— start of RECORDS PROVIDED —
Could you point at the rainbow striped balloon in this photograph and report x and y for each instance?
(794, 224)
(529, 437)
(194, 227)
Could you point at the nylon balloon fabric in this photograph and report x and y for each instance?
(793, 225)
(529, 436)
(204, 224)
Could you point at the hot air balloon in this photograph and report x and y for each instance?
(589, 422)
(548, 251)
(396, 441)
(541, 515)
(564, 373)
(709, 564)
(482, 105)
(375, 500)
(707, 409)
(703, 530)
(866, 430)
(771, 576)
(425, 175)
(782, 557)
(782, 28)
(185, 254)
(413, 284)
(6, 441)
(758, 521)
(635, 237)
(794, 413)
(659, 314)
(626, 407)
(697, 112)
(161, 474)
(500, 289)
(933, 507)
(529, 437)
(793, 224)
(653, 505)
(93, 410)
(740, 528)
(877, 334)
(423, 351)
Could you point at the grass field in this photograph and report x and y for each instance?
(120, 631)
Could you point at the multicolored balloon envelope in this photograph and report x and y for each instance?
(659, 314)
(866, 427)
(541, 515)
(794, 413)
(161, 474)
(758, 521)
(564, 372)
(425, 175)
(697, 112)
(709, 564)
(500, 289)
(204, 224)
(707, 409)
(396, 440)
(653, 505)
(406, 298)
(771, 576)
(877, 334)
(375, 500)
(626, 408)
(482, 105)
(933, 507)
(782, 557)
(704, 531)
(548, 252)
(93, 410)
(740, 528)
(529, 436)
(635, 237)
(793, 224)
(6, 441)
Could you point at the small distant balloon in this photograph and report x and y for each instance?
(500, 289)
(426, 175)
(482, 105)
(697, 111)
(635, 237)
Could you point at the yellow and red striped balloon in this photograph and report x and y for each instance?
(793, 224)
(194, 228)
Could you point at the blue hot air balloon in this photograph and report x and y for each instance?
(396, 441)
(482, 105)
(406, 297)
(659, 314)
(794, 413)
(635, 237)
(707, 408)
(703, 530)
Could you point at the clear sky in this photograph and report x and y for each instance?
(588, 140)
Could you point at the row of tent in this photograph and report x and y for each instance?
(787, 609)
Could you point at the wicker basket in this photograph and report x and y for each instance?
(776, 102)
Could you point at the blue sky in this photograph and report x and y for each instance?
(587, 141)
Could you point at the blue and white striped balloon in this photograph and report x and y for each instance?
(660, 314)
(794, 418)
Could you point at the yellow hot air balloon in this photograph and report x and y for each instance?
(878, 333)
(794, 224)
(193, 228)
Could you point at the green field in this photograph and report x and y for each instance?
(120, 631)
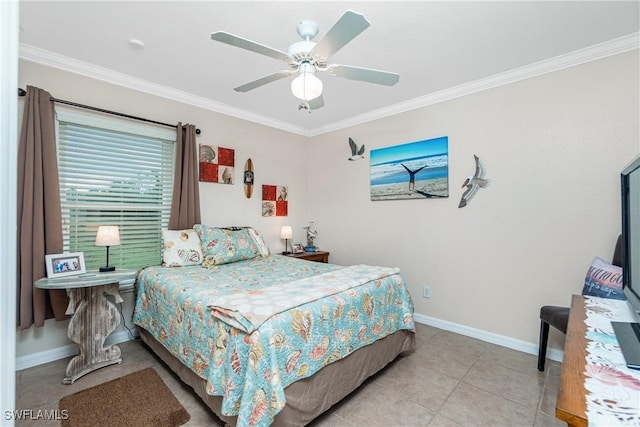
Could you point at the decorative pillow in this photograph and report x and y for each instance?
(603, 280)
(181, 248)
(257, 238)
(225, 245)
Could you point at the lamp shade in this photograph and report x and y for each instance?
(108, 235)
(306, 86)
(286, 232)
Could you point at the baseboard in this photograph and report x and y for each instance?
(42, 357)
(512, 343)
(35, 359)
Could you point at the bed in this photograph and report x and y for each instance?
(270, 339)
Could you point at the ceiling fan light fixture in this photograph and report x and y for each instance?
(306, 86)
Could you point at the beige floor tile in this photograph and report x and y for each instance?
(513, 359)
(375, 405)
(513, 385)
(471, 406)
(419, 382)
(450, 381)
(442, 421)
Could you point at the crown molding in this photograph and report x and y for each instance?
(557, 63)
(592, 53)
(65, 63)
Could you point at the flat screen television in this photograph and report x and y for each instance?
(628, 334)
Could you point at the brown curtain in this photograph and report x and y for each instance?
(39, 218)
(185, 204)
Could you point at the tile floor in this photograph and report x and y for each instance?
(451, 380)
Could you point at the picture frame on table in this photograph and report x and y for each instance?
(65, 264)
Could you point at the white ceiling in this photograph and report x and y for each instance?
(441, 49)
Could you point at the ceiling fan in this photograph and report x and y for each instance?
(307, 57)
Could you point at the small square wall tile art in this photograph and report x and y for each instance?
(216, 164)
(274, 200)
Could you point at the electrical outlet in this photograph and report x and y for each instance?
(426, 291)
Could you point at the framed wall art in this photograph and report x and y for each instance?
(216, 164)
(417, 170)
(275, 200)
(61, 265)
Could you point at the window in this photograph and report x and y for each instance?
(114, 173)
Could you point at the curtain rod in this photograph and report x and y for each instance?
(22, 92)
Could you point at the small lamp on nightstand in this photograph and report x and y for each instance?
(108, 235)
(286, 233)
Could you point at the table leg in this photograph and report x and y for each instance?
(94, 318)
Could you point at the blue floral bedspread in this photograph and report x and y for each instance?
(251, 370)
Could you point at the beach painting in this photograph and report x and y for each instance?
(417, 170)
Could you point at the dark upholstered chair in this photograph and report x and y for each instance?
(558, 317)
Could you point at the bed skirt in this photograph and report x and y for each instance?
(309, 397)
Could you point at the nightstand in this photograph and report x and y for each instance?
(94, 317)
(319, 256)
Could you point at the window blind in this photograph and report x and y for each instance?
(113, 177)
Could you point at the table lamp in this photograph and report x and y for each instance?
(108, 235)
(286, 233)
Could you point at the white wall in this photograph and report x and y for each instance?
(278, 158)
(553, 145)
(8, 187)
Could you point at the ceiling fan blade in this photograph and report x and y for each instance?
(263, 81)
(364, 74)
(346, 29)
(243, 43)
(316, 103)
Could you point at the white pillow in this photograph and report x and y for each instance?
(181, 248)
(257, 238)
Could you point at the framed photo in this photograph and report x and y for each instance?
(61, 265)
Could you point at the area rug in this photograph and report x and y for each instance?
(137, 399)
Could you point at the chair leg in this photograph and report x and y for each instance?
(542, 350)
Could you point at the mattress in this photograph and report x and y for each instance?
(254, 328)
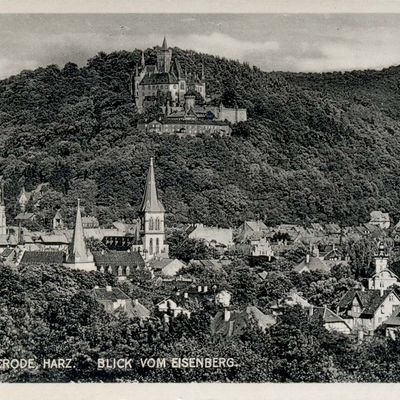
— end of RECORDS PROVIDED —
> [PROBLEM DETAILS]: Please write out all the items above again with "photograph" switched to "image" everywhere it occurs, changing nothing else. Leave the pictures out.

> [RESULT FOR THIS EXERCISE]:
Could you point at the rainbow striped balloon in this image and report x and y for each instance?
(794, 224)
(529, 437)
(194, 227)
Could you point at the nylon balloon fabric in this image and report x and y for each instance?
(793, 225)
(529, 436)
(204, 224)
Could you point at the hot air balloon in this image and report x and y for each instance?
(589, 422)
(548, 251)
(396, 441)
(541, 515)
(564, 373)
(709, 564)
(482, 105)
(375, 500)
(707, 409)
(703, 530)
(866, 430)
(771, 576)
(425, 175)
(782, 557)
(782, 28)
(185, 254)
(413, 284)
(6, 441)
(758, 521)
(635, 237)
(794, 413)
(659, 314)
(626, 407)
(697, 112)
(161, 474)
(500, 289)
(933, 507)
(529, 437)
(793, 224)
(653, 505)
(93, 410)
(740, 528)
(877, 334)
(423, 351)
Could you point at the grass field in this image and report x and y for each instance?
(120, 631)
Could you point at the multicolored balloon envelope in this image and report x and y for each instance?
(659, 314)
(866, 427)
(541, 515)
(794, 413)
(161, 474)
(758, 521)
(564, 372)
(425, 175)
(697, 112)
(709, 564)
(500, 289)
(204, 224)
(707, 409)
(396, 440)
(653, 505)
(406, 298)
(771, 576)
(877, 334)
(375, 500)
(626, 408)
(482, 105)
(933, 507)
(782, 557)
(704, 531)
(548, 252)
(93, 410)
(740, 528)
(529, 436)
(635, 237)
(793, 224)
(6, 441)
Could you point at the small distant balloon in this image and report x and y for each instance?
(500, 289)
(426, 175)
(482, 105)
(697, 111)
(635, 237)
Could you point at the yellow and red striped balloon in this image and report x and y for each instance?
(793, 224)
(194, 228)
Could you point at the blue hot air balloon in this image and report x and y for each instance?
(396, 441)
(482, 105)
(406, 297)
(659, 314)
(794, 413)
(635, 237)
(707, 408)
(703, 530)
Could you point at the clear sky in this image and report x and y for each instance?
(588, 140)
Could you point at the row of tent in this image and report x and y for each instance?
(787, 609)
Could you point at the wicker basket in this image and report x and y for each instance?
(776, 102)
Could you point at the blue sky in this image and report x and y for each instance?
(587, 141)
Could you point at the blue and white striped balloon in this image and report x and y for each instance?
(660, 314)
(794, 418)
Could you point at the yellow hot air balloon in this image and report x and y for each instance?
(878, 333)
(794, 224)
(193, 228)
Could you point at the green field in this image and report x and y for each instance?
(120, 631)
Could you point at the decorative pillow in this image and report x and y for each instance?
(603, 280)
(181, 248)
(257, 238)
(225, 245)
Could you point at the lamp shade in this image and report x and y for each instance?
(108, 235)
(306, 86)
(286, 232)
Could you point at the baseboard in this image and report x and y for each instance?
(42, 357)
(512, 343)
(35, 359)
Could you point at the bed in this image and report x and y for each instance?
(270, 339)
Could you point at the ceiling fan light fixture in this image and report x and y for each instance?
(306, 86)
Could you point at the beige floor tile in this image and report x and y for each instance?
(513, 359)
(375, 405)
(513, 385)
(471, 406)
(419, 382)
(450, 381)
(442, 421)
Could you point at the crown molding in this image and report x and y for each instance?
(557, 63)
(592, 53)
(65, 63)
Could you point at the flat screen television in this image and report x and y for each instance?
(628, 334)
Could you point at the brown curtain in this image and report x and y for each instance?
(39, 218)
(185, 204)
Could you point at the tile floor in this image and report x and y for each instance?
(451, 380)
Could you point at the picture frame on table in this image and report x and y for each instance?
(65, 264)
Could you point at the white ceiling in this image and report x and y for each instance?
(441, 49)
Could you point at the ceiling fan in this image and report x and y for each instance?
(307, 57)
Could you point at the small square wall tile art in this image and report x and y for each instance?
(216, 164)
(274, 200)
Could you point at the electrical outlet in this image and report x and y for each instance?
(426, 291)
Could you point at the framed wall art in this image and report x and y for each instance?
(216, 164)
(417, 170)
(275, 200)
(61, 265)
Could you point at the window in this image and report x and y for each instance?
(114, 173)
Could you point at the curtain rod in this image and report x and y for each instance?
(22, 92)
Could you point at the small lamp on nightstand in this image and report x and y for each instance?
(108, 235)
(286, 233)
Could you point at the table leg in this image and report x and y for each instance?
(94, 318)
Could you point at the blue floral bedspread in this image and report x and y for each instance?
(251, 370)
Could you point at the beach painting in this image and report x and y for each instance?
(417, 170)
Could you point at the dark upholstered chair in this image and report x and y for each instance?
(558, 317)
Could you point at the bed skirt in this image and report x and y for each instance?
(309, 397)
Could you point at the nightstand in this image and report x and y for each instance?
(94, 317)
(319, 256)
Could you point at the window blind in this image and report x and y for each instance?
(113, 177)
Could you point at the table lamp in this image and report x and y for each instance?
(108, 235)
(286, 233)
Could you point at the white wall in this image and report x and y for each instance?
(278, 158)
(553, 145)
(8, 187)
Could you point at the ceiling fan blade in this image and report x and y for each instance?
(263, 81)
(364, 74)
(346, 29)
(243, 43)
(316, 103)
Could you point at the white pillow in this image and report x and y for each instance?
(181, 248)
(257, 238)
Could you point at the framed photo in this image and report x and y for each instance?
(61, 265)
Could you point at the area rug in this image and report x and y for each instance?
(137, 399)
Could you point at the chair leg in this image and report x and y for each instance?
(542, 350)
Could you point at the mattress in this image and report x and y for each instance?
(254, 328)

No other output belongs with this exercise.